*Provided records*.

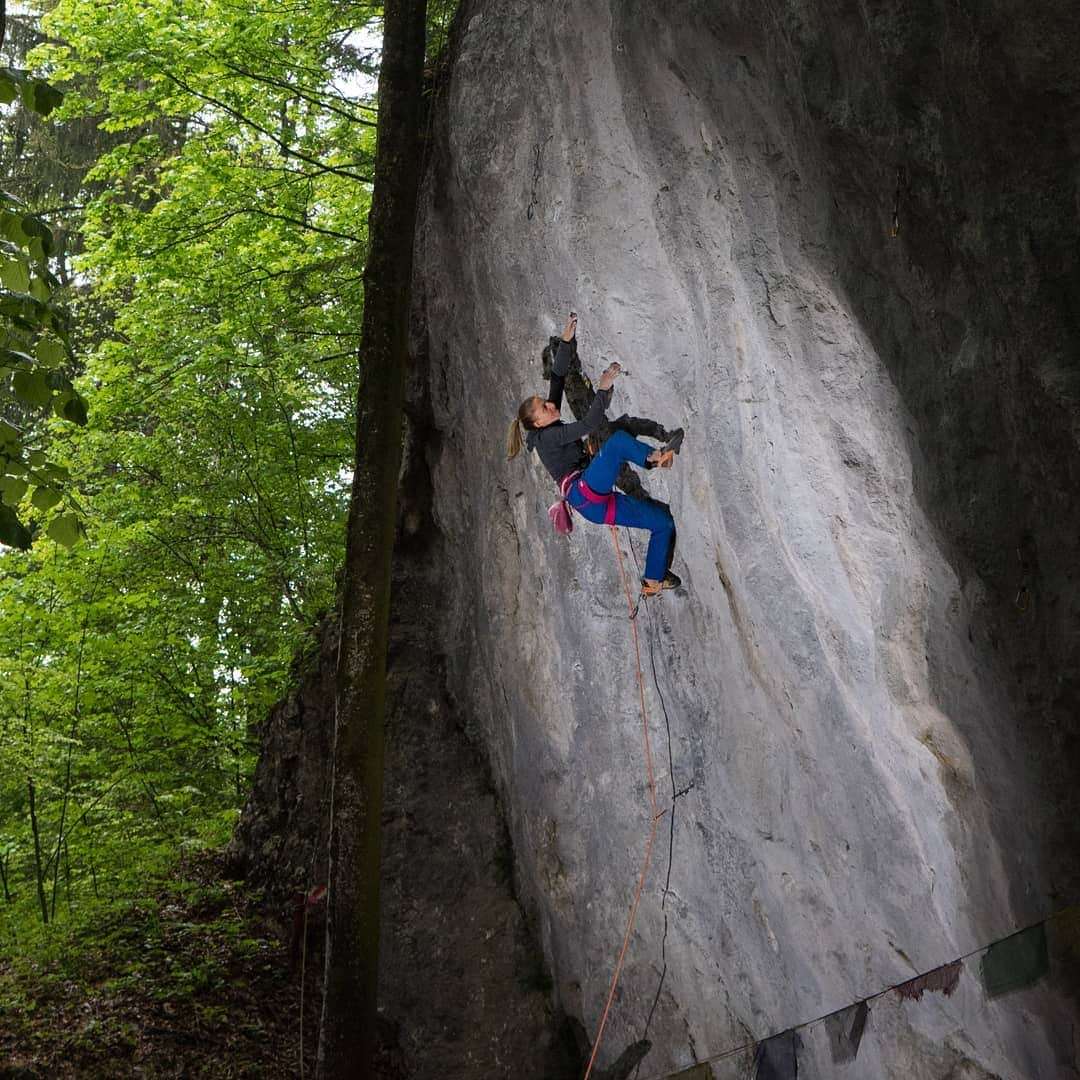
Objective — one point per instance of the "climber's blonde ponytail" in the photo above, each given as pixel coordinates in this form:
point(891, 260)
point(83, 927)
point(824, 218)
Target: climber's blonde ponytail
point(524, 419)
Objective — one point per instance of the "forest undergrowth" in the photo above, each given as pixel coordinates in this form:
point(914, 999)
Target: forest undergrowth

*What you have to do*. Rescale the material above by rewriting every line except the pictures. Multiply each answer's pixel coordinates by 1.3 and round to whole numbers, with halves rounding up. Leave the coordinates that only illustrate the form unchanged.

*The response*.
Objective — one point per instance of the "climber's blonde ponytail" in the photo above, each given as pixel coordinates in this form:
point(891, 260)
point(83, 927)
point(824, 218)
Target: climber's blonde ponytail
point(681, 545)
Objective — one point per instance of the "forest undergrowth" in the photo above, each given as pixel coordinates in this form:
point(914, 999)
Target: forest undergrowth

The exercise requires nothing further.